* [Work to complete] From the mailing-list message about arbitrarily large integers below, list every C type, struct, or field name that appears in it.

* [Reading passage]
How large are arbitrarily large integers? (Was Re: Bitfield subtlety)
rguenther at suse.de
Thu Mar 29 08:51:08 UTC 2018
On Thu, 29 Mar 2018, Torbjörn Granlund wrote:
> Richard Biener <rguenther at suse.de> writes:
> You can also steal low-order bits from the pointer depending on
> alignment... and depending on the host also some high-order bits.
> I will resist those temptations. :-)
> (I have contemplates using the 2-3 low point bits for some other
> purposes, most likely to track used allocators. But I don't think that
> will happen.)
> You can also simply off-load the allocation size to the allocated
> area (like to *(size_t)(_mp_d - 8)). In fact you are already breaking
> the ABI in some sort by re-purposing fields given that the internals
> of __mpz_struct is exposed.
> Unfortunately, while that would be desirable, I have the feeling that it
> is not 100% portable.

* [Listed records]
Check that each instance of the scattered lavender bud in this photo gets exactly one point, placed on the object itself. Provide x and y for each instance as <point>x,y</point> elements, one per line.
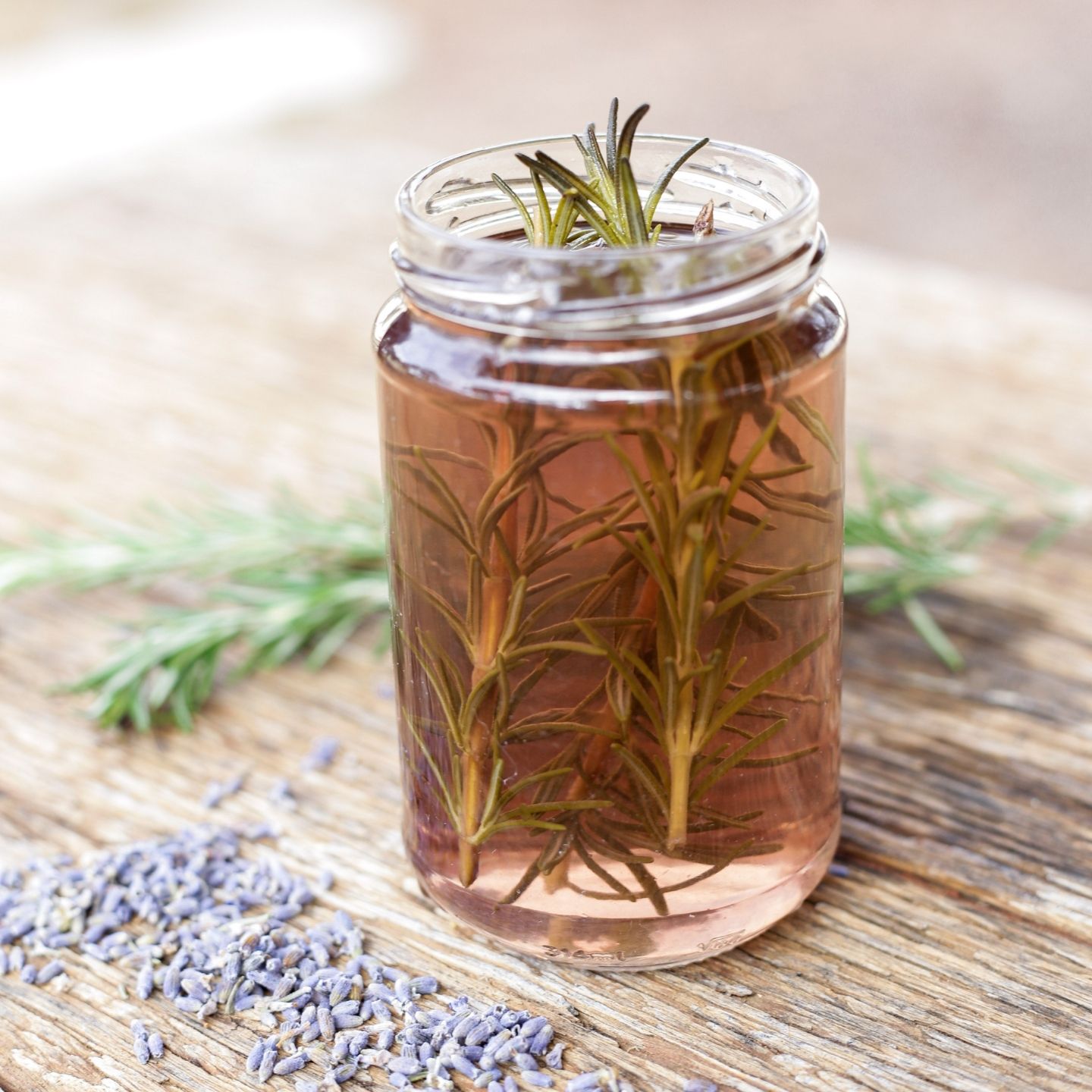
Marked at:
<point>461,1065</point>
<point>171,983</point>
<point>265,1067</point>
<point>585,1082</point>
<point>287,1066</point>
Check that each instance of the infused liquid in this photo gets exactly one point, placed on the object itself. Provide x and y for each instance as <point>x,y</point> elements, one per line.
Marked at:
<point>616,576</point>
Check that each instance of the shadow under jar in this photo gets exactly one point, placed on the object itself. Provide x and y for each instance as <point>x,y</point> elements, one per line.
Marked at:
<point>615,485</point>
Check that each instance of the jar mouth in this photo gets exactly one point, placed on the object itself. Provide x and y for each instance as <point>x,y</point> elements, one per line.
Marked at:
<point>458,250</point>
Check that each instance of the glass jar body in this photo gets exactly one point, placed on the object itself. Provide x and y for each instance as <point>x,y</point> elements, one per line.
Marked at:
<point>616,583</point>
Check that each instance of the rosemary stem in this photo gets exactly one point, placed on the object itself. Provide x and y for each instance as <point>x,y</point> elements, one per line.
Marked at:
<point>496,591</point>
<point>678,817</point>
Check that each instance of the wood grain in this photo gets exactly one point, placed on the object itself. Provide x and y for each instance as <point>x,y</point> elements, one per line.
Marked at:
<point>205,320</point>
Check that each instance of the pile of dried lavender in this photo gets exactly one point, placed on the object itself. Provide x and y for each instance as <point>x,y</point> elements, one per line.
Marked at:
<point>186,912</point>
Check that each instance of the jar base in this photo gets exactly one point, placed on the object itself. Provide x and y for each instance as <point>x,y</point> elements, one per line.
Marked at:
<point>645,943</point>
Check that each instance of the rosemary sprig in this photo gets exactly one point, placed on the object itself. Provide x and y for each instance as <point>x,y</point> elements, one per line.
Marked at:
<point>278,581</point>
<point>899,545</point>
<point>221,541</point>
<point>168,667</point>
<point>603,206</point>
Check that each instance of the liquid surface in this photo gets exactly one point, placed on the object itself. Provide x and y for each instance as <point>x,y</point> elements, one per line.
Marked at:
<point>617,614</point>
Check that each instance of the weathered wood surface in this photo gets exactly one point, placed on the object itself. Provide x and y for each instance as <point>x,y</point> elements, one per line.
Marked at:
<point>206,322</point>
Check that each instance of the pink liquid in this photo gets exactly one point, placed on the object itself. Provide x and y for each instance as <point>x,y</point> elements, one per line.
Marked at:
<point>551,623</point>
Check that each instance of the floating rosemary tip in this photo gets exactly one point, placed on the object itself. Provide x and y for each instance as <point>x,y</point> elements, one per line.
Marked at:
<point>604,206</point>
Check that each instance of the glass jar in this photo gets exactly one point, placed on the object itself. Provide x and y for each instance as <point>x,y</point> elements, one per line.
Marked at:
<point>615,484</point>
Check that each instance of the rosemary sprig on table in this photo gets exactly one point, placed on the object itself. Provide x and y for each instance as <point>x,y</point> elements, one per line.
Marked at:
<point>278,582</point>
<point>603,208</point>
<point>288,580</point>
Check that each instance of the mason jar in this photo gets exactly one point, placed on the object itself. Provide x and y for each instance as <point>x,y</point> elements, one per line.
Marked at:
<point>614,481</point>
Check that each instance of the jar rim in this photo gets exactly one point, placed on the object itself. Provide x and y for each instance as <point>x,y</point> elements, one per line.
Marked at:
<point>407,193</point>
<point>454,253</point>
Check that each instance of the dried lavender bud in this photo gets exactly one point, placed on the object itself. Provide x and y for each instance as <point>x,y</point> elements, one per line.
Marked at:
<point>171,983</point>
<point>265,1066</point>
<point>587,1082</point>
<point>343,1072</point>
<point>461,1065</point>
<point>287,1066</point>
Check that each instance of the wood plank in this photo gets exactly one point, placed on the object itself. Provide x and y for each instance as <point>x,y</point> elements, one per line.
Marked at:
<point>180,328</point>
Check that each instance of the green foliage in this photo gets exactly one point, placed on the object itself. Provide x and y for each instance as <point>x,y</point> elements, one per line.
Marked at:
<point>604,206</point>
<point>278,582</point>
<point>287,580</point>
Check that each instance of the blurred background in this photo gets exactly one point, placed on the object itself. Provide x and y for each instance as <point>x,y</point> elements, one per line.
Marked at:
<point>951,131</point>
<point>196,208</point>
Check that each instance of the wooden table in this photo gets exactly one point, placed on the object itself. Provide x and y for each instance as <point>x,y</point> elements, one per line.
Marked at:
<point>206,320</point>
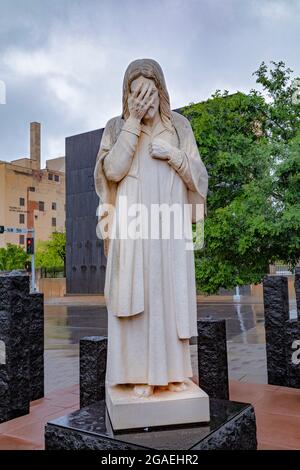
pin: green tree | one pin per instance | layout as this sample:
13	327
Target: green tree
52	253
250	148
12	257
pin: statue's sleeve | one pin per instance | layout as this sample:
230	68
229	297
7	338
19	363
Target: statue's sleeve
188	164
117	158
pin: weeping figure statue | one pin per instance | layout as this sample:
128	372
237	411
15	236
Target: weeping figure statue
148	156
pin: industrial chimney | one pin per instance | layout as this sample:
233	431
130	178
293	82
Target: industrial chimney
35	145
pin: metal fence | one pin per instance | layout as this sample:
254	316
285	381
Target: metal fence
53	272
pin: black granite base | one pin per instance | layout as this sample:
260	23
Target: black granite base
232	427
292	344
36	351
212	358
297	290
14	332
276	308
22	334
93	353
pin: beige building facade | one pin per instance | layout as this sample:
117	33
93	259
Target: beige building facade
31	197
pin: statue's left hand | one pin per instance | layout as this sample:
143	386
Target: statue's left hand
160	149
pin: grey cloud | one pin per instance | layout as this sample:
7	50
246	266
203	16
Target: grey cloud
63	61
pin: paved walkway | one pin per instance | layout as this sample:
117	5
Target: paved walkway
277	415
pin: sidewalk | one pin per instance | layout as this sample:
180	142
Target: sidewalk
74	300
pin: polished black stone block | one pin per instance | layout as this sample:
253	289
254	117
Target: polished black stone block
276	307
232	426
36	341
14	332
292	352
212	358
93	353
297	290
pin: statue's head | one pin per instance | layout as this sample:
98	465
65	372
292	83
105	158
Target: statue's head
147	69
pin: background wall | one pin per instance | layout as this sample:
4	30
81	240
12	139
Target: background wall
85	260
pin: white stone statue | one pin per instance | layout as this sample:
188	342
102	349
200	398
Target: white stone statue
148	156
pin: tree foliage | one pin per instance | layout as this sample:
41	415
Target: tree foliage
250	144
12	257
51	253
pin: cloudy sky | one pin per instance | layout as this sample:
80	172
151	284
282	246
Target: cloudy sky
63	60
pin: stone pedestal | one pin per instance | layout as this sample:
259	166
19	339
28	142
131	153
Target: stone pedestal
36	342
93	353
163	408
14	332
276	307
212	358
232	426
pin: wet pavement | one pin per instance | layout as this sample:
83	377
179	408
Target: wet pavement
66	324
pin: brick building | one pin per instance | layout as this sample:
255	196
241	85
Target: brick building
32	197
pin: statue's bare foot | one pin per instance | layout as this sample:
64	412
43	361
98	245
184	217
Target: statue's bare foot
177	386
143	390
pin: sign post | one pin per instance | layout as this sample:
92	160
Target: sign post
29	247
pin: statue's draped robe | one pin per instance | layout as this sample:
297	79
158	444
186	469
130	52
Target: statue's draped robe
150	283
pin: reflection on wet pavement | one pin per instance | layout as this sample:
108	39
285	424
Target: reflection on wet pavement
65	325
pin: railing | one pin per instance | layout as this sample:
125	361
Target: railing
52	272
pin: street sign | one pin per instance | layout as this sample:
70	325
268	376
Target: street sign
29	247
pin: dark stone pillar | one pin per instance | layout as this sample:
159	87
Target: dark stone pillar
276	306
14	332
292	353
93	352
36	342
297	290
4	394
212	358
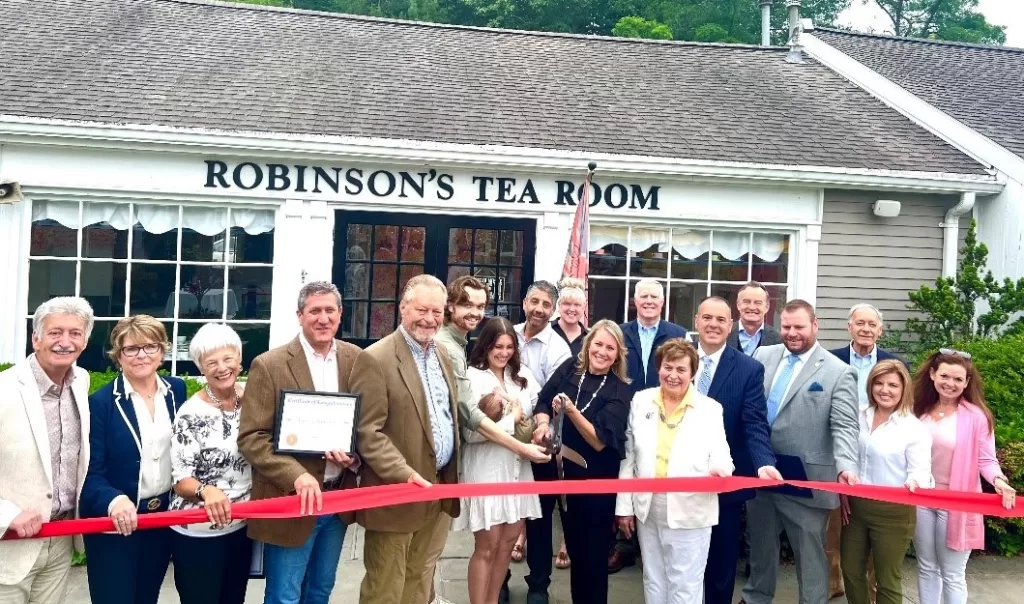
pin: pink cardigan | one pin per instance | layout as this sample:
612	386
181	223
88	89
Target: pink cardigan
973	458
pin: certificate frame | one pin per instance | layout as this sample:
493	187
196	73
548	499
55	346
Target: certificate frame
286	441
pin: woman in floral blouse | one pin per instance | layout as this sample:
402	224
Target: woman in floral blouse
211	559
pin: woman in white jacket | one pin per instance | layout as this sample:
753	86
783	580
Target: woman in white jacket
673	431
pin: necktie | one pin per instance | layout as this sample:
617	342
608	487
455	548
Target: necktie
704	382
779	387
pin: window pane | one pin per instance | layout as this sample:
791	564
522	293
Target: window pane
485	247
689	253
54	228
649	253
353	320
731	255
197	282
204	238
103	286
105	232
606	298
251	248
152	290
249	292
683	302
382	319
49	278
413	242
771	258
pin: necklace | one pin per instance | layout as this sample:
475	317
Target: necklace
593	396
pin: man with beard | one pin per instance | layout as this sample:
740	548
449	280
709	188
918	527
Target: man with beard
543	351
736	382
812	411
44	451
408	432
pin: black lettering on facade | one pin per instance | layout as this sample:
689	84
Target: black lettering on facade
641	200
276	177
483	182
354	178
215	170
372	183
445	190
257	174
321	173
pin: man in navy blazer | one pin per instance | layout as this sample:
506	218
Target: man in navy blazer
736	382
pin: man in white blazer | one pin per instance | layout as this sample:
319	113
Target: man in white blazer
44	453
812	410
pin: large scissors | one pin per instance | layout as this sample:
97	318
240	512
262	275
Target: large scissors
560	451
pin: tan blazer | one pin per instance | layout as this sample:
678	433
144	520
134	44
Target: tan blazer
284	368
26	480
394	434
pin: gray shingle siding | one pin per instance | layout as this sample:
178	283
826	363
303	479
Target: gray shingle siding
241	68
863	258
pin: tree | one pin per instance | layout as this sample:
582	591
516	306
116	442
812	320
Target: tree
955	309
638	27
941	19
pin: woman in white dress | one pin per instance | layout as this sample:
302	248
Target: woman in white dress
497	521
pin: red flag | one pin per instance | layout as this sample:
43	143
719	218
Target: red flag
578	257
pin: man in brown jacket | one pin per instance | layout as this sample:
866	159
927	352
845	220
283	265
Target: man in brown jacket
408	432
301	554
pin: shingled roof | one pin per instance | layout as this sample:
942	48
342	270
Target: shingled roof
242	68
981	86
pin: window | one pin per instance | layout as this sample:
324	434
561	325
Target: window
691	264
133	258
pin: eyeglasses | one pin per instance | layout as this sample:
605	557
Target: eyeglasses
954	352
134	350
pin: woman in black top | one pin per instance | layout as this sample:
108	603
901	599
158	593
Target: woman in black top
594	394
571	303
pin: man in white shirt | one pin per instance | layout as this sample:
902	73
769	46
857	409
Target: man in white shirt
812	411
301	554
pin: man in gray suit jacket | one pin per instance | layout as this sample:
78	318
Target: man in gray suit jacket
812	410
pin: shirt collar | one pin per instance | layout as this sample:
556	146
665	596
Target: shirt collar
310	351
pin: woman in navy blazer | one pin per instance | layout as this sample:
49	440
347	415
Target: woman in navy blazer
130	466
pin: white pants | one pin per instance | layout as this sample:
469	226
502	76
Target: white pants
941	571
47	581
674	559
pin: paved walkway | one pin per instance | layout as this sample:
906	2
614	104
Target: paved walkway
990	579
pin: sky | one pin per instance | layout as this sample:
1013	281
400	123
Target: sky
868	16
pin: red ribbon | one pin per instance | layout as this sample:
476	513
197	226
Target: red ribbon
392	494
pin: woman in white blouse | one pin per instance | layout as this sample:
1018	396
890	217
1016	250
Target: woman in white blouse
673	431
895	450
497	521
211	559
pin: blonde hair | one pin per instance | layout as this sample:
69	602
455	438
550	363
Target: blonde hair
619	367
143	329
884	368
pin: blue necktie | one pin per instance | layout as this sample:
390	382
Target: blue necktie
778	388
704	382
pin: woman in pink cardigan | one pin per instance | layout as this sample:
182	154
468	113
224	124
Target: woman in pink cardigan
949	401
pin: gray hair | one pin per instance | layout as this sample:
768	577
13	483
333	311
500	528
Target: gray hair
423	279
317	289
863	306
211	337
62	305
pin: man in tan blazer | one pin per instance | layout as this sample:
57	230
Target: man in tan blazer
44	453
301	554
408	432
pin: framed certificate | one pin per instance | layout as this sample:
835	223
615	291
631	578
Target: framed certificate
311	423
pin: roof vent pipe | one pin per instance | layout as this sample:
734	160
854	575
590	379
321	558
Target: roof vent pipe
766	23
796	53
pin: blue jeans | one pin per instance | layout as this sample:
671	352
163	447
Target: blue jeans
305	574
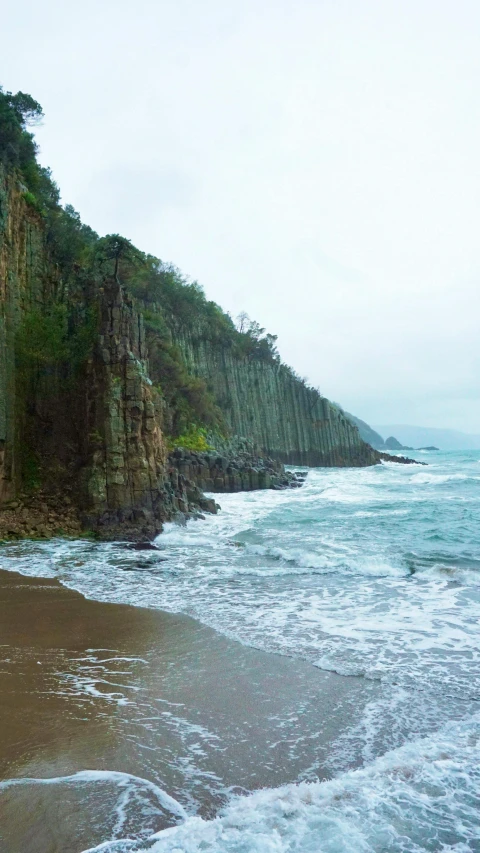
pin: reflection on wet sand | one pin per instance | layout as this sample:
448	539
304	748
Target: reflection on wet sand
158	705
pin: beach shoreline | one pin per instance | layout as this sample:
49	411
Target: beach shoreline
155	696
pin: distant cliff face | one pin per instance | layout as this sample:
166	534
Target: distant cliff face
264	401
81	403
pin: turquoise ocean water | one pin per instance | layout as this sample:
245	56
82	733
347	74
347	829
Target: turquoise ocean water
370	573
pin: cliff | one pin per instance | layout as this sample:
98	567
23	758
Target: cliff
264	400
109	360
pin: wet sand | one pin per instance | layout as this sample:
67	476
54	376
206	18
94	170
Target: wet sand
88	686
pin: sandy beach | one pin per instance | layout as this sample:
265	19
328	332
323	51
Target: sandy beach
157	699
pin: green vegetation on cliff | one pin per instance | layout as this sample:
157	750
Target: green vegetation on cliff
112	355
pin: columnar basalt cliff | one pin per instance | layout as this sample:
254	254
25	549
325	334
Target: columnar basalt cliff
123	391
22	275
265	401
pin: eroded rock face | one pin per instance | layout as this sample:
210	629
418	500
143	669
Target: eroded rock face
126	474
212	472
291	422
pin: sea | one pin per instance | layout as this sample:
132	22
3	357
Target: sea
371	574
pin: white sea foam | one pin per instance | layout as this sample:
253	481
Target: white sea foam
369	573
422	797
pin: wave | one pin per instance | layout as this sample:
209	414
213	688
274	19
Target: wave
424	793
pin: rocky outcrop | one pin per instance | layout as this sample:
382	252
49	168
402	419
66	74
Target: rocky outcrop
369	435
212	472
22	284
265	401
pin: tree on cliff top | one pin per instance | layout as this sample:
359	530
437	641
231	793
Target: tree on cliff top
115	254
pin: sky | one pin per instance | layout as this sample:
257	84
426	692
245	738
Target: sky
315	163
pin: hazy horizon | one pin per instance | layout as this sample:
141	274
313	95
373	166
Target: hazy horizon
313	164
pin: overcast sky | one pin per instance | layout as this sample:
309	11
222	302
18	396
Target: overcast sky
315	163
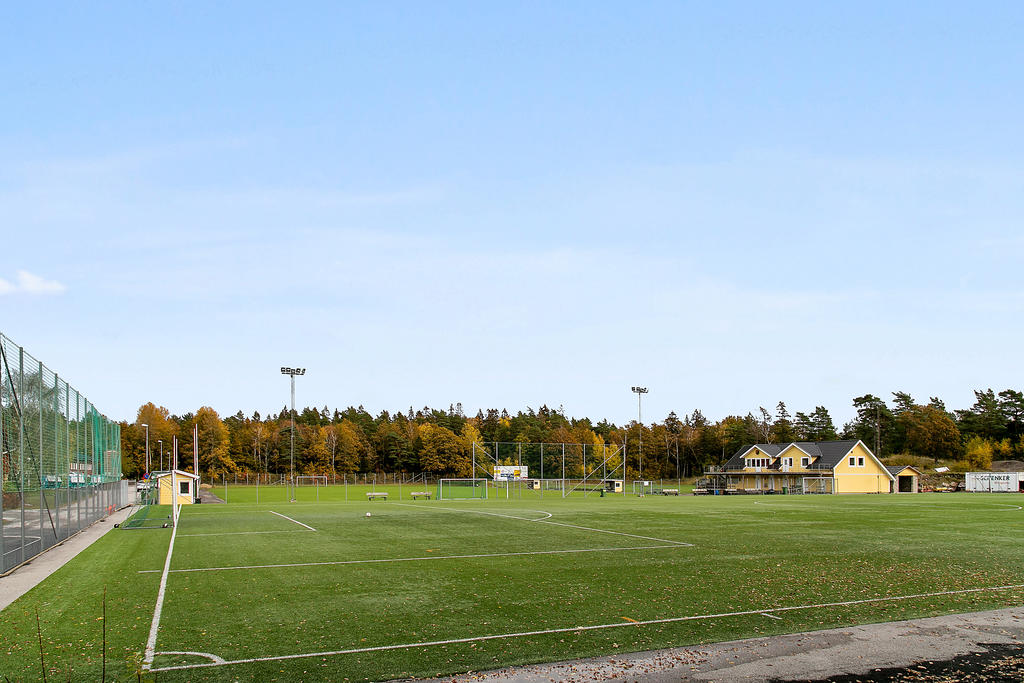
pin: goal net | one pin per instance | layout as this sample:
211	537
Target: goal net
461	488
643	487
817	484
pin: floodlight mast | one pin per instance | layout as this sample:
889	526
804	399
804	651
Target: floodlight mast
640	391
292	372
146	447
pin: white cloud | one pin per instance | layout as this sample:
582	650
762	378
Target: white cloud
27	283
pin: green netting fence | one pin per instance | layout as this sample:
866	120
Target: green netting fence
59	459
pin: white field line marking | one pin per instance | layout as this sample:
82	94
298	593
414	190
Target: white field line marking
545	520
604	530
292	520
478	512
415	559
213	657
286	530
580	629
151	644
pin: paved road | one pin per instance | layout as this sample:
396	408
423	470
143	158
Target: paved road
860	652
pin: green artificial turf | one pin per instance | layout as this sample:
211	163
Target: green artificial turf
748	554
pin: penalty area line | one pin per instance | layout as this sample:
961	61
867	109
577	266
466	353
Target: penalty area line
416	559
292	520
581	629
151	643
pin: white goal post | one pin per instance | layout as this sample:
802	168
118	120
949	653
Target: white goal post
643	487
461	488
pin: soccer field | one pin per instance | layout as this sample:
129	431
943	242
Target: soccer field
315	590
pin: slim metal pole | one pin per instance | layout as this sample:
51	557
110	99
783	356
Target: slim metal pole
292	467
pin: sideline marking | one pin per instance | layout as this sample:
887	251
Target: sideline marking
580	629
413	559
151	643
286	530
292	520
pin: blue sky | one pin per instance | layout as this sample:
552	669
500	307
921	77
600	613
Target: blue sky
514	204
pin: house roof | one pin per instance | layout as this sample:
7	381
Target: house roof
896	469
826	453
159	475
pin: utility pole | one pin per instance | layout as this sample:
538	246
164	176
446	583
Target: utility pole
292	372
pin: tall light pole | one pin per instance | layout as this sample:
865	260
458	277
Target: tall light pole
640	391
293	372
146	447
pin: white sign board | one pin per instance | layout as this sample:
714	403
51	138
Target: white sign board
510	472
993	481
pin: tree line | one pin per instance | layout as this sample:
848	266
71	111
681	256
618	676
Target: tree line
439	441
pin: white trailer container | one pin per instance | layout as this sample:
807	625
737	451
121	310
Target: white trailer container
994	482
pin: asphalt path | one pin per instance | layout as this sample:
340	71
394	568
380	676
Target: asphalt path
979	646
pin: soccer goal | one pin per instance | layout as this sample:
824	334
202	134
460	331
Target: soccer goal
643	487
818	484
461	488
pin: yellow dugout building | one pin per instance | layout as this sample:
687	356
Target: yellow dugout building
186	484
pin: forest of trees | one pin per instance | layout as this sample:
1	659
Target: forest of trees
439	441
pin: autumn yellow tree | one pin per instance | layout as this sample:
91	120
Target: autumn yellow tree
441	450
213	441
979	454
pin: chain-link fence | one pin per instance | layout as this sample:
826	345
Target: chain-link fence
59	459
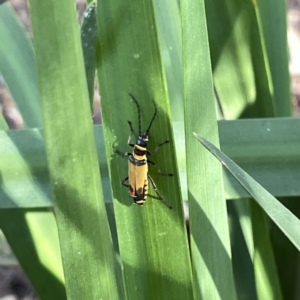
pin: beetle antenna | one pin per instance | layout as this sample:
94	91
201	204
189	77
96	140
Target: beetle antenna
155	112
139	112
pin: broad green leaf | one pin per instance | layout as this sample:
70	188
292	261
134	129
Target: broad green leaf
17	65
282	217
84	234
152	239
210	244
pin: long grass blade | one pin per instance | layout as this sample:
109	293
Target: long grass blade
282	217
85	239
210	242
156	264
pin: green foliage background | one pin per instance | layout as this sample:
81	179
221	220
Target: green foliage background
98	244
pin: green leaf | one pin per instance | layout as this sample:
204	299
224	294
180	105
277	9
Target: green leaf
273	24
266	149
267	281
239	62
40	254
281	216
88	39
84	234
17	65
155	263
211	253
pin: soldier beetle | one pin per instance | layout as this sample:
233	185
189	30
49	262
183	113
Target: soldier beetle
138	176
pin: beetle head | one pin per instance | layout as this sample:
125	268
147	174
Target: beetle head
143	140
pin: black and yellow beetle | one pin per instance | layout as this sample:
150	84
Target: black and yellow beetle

* [Written response]
- size_t
- _mp_d
- __mpz_struct